*** SUPPLIED RECORDS ***

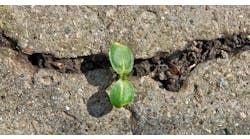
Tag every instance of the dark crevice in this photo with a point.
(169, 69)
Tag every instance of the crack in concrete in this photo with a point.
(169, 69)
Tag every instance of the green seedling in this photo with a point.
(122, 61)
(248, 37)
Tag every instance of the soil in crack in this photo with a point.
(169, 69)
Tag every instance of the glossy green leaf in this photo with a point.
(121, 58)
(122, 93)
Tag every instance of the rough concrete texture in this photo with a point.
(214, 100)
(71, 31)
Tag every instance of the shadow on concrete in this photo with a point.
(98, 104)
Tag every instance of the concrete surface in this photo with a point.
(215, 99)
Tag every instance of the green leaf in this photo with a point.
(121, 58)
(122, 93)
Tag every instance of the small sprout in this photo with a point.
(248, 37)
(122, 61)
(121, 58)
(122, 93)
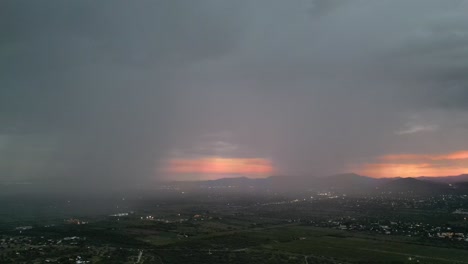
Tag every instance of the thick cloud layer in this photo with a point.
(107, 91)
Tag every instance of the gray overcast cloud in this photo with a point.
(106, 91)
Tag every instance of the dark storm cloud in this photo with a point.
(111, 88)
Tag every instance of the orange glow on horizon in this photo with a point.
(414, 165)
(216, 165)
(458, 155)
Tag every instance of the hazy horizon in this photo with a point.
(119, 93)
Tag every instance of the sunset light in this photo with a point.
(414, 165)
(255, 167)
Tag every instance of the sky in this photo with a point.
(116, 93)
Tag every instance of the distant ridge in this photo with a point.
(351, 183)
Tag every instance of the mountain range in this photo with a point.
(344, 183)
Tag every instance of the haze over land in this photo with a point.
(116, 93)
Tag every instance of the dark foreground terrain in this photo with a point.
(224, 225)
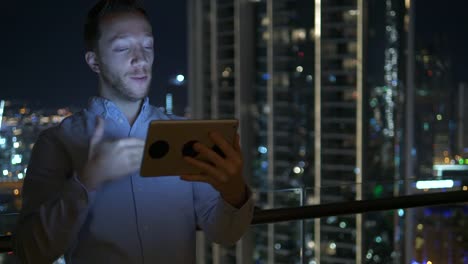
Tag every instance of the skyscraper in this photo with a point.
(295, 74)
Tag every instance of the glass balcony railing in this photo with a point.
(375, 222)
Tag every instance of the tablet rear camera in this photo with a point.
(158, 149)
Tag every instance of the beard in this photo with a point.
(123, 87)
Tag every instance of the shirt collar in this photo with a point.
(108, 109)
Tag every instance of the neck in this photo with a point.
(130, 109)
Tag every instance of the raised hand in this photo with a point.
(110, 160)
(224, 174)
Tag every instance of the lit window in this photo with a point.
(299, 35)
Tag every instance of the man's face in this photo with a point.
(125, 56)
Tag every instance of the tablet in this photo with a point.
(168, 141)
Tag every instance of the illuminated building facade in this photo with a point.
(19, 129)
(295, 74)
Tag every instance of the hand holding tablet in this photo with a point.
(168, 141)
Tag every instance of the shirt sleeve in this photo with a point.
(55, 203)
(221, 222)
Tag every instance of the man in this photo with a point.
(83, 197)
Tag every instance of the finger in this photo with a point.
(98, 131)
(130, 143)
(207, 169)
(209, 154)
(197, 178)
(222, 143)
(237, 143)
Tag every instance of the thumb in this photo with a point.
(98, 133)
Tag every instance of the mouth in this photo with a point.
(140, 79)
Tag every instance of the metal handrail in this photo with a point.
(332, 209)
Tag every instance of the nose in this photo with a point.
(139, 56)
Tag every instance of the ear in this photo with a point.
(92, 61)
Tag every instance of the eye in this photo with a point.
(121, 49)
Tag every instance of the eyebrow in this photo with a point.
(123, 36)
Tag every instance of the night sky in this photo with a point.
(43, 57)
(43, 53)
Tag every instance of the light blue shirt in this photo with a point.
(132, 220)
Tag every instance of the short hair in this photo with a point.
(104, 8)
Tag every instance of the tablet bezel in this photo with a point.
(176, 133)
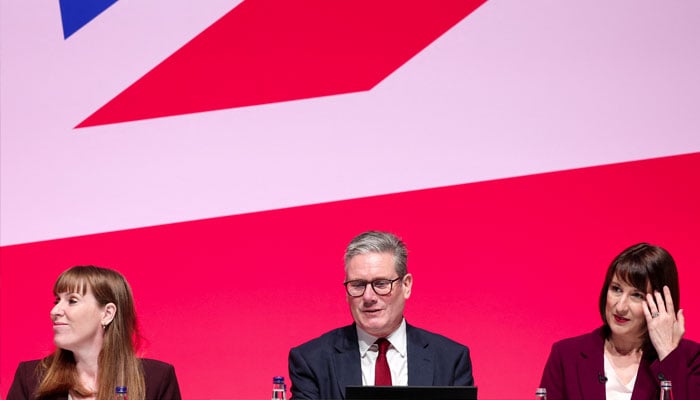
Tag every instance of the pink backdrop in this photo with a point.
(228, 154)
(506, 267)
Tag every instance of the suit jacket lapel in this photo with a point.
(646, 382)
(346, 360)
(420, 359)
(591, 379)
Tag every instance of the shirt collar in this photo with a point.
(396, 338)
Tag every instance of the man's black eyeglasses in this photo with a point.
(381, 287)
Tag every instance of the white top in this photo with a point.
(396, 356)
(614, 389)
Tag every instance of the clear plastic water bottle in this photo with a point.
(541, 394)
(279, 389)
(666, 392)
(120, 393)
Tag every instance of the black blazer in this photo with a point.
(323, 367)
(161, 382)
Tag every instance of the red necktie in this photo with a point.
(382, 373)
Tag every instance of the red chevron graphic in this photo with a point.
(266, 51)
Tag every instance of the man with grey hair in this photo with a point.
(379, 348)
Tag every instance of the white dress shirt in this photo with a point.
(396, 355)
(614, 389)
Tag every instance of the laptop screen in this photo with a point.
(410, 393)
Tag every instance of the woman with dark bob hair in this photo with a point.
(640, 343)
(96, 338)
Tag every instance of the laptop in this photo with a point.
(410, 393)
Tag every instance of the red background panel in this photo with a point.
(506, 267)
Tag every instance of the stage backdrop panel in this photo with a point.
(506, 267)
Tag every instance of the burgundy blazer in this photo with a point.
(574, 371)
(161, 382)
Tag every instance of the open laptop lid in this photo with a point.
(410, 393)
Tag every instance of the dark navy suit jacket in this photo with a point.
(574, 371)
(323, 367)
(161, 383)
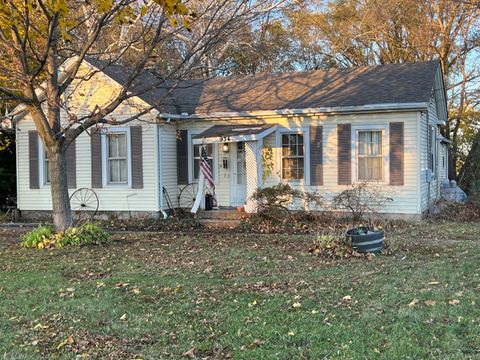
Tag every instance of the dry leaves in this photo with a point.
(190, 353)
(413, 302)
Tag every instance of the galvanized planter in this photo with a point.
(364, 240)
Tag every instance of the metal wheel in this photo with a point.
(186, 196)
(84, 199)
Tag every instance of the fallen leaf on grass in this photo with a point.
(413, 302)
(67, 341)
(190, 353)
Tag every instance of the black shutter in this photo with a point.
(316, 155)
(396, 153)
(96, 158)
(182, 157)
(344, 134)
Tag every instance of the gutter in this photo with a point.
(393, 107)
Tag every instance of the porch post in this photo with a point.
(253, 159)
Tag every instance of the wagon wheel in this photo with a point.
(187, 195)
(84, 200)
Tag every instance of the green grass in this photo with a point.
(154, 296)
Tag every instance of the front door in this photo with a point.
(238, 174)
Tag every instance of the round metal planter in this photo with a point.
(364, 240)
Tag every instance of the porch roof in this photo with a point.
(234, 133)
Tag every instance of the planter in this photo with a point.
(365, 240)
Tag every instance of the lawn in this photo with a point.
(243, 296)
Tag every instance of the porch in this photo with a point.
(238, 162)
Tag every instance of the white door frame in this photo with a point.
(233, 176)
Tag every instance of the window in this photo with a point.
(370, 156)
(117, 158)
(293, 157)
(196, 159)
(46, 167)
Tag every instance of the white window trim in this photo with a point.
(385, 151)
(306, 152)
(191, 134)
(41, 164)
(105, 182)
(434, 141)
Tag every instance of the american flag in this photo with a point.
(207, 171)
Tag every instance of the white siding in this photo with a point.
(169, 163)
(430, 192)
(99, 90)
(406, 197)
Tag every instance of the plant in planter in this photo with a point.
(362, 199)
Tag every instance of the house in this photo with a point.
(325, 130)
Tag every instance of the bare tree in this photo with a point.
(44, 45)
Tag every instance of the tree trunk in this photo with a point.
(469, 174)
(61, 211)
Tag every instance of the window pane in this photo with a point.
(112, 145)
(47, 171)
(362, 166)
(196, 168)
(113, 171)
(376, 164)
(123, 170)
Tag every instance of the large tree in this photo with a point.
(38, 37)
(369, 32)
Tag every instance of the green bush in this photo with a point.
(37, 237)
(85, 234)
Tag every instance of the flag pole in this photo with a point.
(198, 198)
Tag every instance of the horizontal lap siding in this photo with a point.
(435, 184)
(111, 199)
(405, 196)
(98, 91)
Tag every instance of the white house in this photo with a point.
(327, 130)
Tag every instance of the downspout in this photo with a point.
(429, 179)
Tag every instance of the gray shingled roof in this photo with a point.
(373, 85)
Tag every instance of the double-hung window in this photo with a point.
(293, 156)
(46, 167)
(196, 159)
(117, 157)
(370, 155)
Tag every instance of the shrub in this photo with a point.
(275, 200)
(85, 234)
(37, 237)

*** End of SUPPLIED RECORDS ***
*** SUPPLIED RECORDS ***

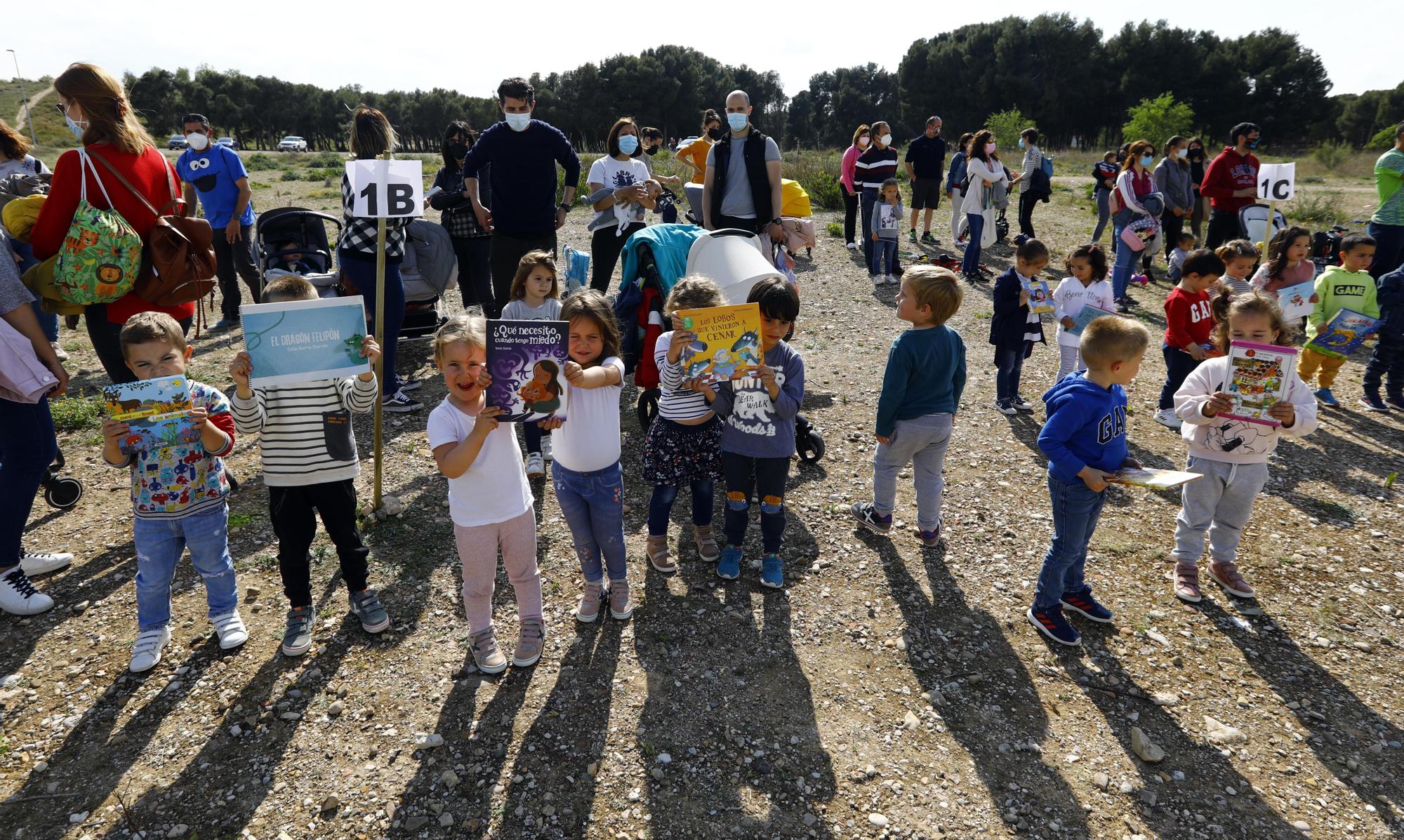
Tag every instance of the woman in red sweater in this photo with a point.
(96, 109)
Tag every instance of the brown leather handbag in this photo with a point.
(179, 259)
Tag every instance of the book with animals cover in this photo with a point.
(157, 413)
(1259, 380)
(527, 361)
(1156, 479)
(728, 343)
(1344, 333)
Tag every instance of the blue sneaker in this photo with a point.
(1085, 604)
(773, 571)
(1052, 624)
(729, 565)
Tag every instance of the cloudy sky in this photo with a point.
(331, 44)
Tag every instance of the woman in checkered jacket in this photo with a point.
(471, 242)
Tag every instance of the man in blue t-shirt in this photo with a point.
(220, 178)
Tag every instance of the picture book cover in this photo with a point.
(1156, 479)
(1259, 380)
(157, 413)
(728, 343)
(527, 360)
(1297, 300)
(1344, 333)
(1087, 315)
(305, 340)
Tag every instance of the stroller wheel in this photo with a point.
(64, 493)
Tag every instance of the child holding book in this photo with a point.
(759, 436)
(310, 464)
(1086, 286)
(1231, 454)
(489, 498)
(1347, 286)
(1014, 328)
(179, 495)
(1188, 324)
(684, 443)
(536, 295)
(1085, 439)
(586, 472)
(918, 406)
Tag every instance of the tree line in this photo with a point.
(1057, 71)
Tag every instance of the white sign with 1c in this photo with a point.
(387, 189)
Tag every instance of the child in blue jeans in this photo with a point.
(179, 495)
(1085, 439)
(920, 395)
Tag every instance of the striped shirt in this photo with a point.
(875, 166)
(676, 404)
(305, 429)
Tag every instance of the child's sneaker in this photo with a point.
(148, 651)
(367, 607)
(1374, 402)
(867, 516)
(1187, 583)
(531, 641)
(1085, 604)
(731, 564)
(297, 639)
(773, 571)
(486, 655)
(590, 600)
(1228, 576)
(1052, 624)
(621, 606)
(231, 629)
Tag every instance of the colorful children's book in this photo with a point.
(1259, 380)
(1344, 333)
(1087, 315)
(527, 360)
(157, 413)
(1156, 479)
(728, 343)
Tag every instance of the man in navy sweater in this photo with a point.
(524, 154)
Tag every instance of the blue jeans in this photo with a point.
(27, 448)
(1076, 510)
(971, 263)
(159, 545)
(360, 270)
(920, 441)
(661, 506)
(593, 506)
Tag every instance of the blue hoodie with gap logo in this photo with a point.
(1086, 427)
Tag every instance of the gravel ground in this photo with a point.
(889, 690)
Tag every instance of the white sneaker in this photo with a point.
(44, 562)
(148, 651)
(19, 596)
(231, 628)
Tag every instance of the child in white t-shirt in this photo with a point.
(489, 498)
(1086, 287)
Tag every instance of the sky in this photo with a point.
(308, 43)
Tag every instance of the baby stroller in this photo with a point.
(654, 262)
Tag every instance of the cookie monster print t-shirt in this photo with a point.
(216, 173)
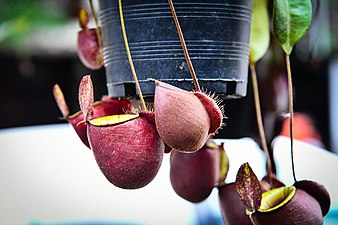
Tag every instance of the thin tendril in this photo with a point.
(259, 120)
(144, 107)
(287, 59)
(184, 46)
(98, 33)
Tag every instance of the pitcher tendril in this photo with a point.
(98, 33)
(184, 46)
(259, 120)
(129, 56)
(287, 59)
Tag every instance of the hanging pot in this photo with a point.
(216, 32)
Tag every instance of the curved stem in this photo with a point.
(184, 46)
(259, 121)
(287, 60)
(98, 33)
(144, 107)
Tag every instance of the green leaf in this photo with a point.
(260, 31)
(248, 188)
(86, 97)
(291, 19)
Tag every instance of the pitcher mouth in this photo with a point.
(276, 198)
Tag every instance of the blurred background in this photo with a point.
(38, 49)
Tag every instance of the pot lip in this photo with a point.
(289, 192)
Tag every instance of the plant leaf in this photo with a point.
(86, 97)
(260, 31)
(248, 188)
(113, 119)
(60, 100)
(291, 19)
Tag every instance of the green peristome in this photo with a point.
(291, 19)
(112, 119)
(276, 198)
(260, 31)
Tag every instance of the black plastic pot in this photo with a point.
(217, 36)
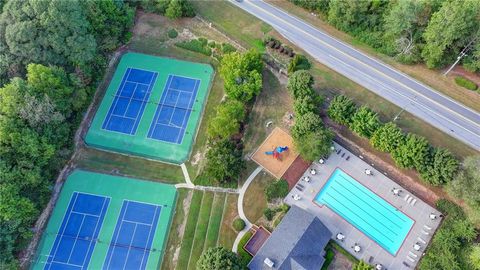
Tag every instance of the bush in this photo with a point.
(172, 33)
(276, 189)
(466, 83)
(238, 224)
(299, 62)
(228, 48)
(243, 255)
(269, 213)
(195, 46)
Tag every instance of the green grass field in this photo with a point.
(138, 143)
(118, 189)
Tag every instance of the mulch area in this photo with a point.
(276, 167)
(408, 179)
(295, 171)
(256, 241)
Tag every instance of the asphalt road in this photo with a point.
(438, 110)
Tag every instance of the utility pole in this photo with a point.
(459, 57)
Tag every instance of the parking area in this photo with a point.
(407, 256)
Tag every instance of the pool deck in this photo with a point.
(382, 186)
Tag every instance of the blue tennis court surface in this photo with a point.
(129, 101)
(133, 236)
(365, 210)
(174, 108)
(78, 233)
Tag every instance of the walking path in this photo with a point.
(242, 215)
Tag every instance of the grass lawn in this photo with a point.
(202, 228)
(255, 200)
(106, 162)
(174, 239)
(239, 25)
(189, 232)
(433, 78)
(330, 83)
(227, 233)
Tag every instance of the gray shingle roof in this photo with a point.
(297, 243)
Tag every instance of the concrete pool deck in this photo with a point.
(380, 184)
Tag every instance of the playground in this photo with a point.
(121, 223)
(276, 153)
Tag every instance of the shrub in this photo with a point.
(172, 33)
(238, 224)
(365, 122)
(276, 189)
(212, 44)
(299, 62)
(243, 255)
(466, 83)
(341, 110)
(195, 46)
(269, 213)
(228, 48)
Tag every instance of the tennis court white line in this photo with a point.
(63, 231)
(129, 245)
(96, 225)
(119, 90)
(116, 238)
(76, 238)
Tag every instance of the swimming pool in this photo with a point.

*** End of SUPPLIED RECORDS ***
*** SUPPLIED RECORDS ***

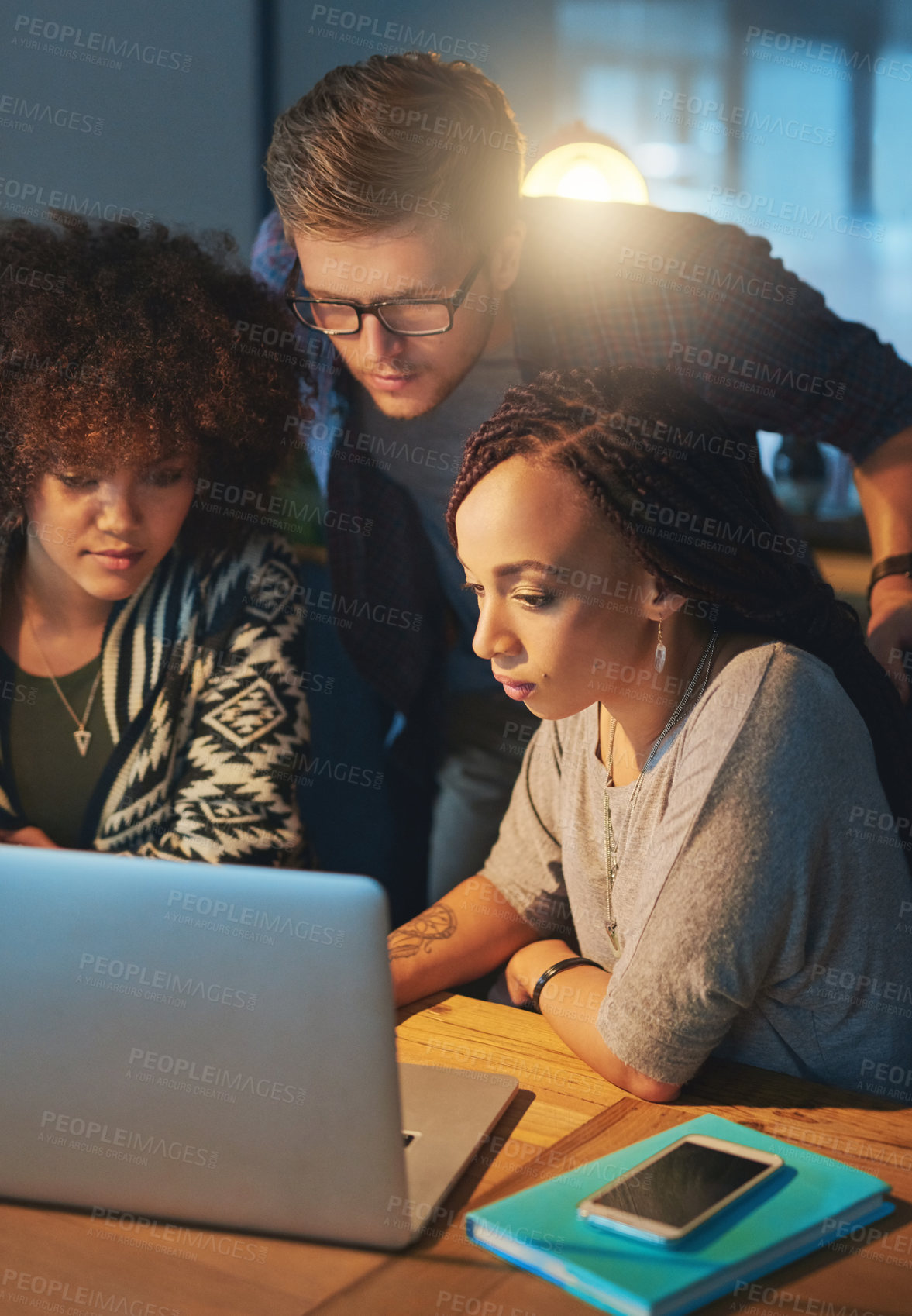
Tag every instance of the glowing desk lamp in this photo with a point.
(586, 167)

*** End of SUPPLIED RECORDS ***

*TASK DIRECTIONS*
Among the lines above, find the one with "Tag every instance of the tennis" and the one with "Tag every instance of the swimming". Quote both and everything between them, exactly.

*EXERCISE RESPONSE*
Tag every instance of the tennis court white line in this photo with a point.
(63, 231)
(129, 245)
(96, 225)
(119, 90)
(116, 238)
(76, 238)
Tag every instance of the swimming pool in this photo with a point.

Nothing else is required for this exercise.